• REQUIRED TASK: Render every line of the material below as a Markdown table with the columns "Row" and "Line," giving each line a row number, skipping blank lines and leaving out the pictures.

------------------------------------------------------------------------

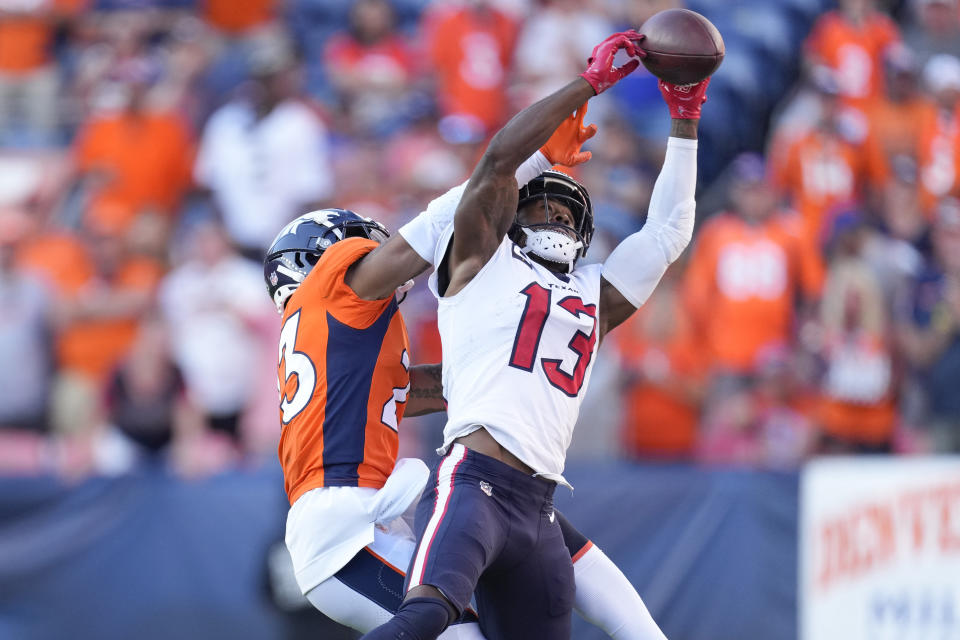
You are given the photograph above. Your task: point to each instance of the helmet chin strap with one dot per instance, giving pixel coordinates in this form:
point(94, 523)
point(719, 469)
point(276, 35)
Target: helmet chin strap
point(554, 246)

------------------------------------------------------------------------

• RESPONSE FOR THIS EXERCISE:
| Row | Line |
|---|---|
| 1 | You are given the photograph above. Your task: point to each instance of the helmet chin strap with one dot per instance, giving pixel coordinates in this form: |
| 2 | point(94, 523) |
| 3 | point(719, 469) |
| 4 | point(276, 35) |
| 5 | Target: helmet chin strap |
| 6 | point(554, 246) |